## What the exercise asks
Change every "Rules" to "Instructions" throughout the material below, leaving all other text unchanged.

--- start of Raw data ---

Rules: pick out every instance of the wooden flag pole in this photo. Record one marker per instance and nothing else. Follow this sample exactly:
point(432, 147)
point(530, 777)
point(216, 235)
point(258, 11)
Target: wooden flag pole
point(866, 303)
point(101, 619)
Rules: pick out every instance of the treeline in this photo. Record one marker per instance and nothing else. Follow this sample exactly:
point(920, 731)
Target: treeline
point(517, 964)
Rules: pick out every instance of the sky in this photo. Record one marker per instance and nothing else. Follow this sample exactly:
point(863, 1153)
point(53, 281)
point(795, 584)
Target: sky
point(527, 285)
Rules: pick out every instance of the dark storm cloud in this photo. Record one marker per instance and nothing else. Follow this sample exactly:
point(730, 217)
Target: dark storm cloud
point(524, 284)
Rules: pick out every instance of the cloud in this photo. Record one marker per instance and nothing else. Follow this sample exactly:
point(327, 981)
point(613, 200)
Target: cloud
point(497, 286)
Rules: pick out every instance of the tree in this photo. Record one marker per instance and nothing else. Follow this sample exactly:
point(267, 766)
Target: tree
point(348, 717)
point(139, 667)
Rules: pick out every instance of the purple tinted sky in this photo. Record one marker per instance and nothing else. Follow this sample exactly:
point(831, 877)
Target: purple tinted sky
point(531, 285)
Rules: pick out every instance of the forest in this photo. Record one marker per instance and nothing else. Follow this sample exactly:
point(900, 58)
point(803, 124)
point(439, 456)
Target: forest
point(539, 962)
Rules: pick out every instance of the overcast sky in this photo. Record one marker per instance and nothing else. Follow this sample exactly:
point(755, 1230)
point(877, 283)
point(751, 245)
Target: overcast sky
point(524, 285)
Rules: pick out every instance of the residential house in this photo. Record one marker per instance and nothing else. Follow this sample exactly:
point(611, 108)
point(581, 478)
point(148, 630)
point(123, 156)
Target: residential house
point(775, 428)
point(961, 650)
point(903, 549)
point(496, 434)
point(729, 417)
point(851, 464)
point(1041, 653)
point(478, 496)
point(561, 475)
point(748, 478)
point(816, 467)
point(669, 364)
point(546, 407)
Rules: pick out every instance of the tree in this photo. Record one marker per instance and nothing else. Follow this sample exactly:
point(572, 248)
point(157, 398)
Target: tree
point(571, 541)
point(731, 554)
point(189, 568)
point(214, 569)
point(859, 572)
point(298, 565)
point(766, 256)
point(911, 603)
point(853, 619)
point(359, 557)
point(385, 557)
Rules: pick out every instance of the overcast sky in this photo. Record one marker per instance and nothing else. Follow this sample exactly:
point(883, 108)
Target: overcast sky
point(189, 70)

--- end of Raw data ---

## Full answer
Instructions: pick out every instance of the wooden flag pole in this photo. Record one marker per instance and nothing else. Follow this sample exactly:
point(432, 147)
point(530, 777)
point(216, 235)
point(258, 11)
Target: wooden flag pole
point(866, 303)
point(101, 619)
Instructions: pick out every instance of the treeline in this photo. Record one marker per instance and nothing else. Follow this sample exactly:
point(920, 731)
Target: treeline
point(517, 964)
Instructions: pick out every instance of the sky in this photo. Record one marker per instance and nothing else. Follow this sample exactly:
point(863, 1153)
point(53, 281)
point(795, 584)
Target: sky
point(527, 285)
Instructions: pick out every instance of the dark storm cloud in this photo. Record one marker per instance and nothing else. Follow this sample exactly:
point(730, 217)
Target: dark storm cloud
point(524, 284)
Instructions: pick out every instance of the cloud in this photo. Record one marker per instance and nothing else. Follow this sample exactly:
point(327, 981)
point(613, 200)
Target: cloud
point(497, 286)
Instructions: pick out every instance of the tree in this photo. Record one marker per instance and nothing else. Follow this sample exactly:
point(267, 766)
Target: tree
point(348, 717)
point(139, 667)
Instructions: pick out every instance of the purple tinted sky in this photo. Record one marker per instance and nothing else. Follow this sample exactly:
point(831, 877)
Target: purple tinted sky
point(531, 285)
Instructions: pick out every instance of the forest in this photo. Record one marker per instance and nothing else. Follow this sample exactly:
point(900, 58)
point(803, 124)
point(439, 456)
Target: forest
point(539, 962)
Instructions: pick out every instance of the overcast sky in this photo. Record one marker per instance and nothing else. Follow this sample exactly:
point(755, 1230)
point(877, 283)
point(751, 245)
Target: overcast sky
point(524, 285)
Instructions: pick out every instance of the residential house in this photo. Record one marker per instance and nothing else. Follow this sample exactly:
point(611, 108)
point(581, 478)
point(148, 630)
point(123, 156)
Target: residential house
point(775, 428)
point(961, 650)
point(903, 549)
point(496, 434)
point(729, 417)
point(851, 464)
point(1041, 653)
point(478, 496)
point(561, 475)
point(748, 478)
point(816, 467)
point(669, 364)
point(546, 407)
Instructions: pick out every instance of the tree in this photo. Record one marker per instance and nothing else. Follow this sample exactly:
point(572, 248)
point(157, 398)
Target: tree
point(571, 541)
point(731, 554)
point(189, 568)
point(214, 569)
point(859, 572)
point(298, 565)
point(766, 256)
point(911, 603)
point(853, 619)
point(359, 557)
point(385, 557)
Instructions: pick out every instance of the overcast sky in this photo. Record one marker per instance and nothing else. Follow this sample exactly:
point(883, 108)
Target: overcast sky
point(189, 70)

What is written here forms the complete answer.